» **ASSIGNMENT**:
Copy whichever lines of the data hold the word "silhouette".
━━━━━━
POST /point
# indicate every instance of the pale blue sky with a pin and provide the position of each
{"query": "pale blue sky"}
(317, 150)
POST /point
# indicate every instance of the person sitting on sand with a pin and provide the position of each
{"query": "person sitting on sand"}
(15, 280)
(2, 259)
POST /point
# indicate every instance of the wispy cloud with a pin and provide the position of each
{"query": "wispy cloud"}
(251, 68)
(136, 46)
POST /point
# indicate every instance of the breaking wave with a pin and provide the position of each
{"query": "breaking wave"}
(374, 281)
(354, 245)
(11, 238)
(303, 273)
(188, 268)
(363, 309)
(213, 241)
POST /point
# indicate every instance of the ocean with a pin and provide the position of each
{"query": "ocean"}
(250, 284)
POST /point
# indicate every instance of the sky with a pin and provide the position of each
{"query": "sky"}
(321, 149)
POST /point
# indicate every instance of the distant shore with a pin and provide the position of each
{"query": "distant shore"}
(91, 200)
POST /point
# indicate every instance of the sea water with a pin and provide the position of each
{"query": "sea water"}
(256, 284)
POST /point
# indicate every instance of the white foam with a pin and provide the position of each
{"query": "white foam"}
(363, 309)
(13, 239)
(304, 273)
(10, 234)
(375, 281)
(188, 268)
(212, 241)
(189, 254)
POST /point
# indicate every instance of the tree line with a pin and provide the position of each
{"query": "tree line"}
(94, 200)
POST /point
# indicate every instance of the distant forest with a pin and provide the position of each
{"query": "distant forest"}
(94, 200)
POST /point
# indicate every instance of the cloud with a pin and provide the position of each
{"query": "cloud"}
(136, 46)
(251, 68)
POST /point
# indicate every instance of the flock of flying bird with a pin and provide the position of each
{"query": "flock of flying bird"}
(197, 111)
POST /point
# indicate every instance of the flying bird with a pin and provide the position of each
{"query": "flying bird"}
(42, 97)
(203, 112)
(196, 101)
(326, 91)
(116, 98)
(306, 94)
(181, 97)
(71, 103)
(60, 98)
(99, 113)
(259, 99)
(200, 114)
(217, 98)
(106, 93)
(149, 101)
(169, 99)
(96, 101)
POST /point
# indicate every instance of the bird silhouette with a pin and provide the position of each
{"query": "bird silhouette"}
━━━━━━
» **EXPECTED ANSWER**:
# indicate every instance of the bird silhouette with a pin and provide the position of each
{"query": "bird silhouette"}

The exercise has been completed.